DIRECTIONS –
Reproduce each of the records below word for word, omitting the pictures.

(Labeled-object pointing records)

────────────────────

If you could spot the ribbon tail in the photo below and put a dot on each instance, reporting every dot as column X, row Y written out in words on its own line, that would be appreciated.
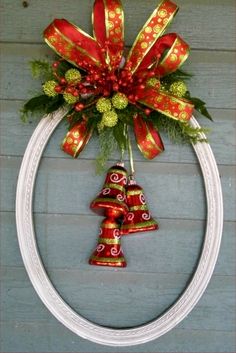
column 149, row 34
column 175, row 56
column 147, row 137
column 77, row 138
column 108, row 29
column 167, row 104
column 73, row 44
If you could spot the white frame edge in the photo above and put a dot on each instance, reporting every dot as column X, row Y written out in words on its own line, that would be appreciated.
column 45, row 289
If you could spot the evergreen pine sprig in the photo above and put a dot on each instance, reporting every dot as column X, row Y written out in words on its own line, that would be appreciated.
column 108, row 144
column 41, row 69
column 111, row 138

────────────────────

RESPONSE –
If you could spot the ribbon tail in the photo below and put a dot on each instance, reporting every dot as column X, row Y written out in words on its own line, that would be appreciated.
column 149, row 34
column 175, row 56
column 147, row 137
column 77, row 138
column 108, row 29
column 167, row 104
column 73, row 44
If you could spot the white frame edge in the photo above and put a dot on each instance, reporting every dot as column X, row Y written out in words on its own line, that would be appreciated.
column 45, row 289
If you could spot the evergreen pine sprig in the photo above and put a dot on each instance, reporting every dot as column X, row Y written out in words on its own line, that would be appreciated.
column 108, row 144
column 41, row 69
column 111, row 138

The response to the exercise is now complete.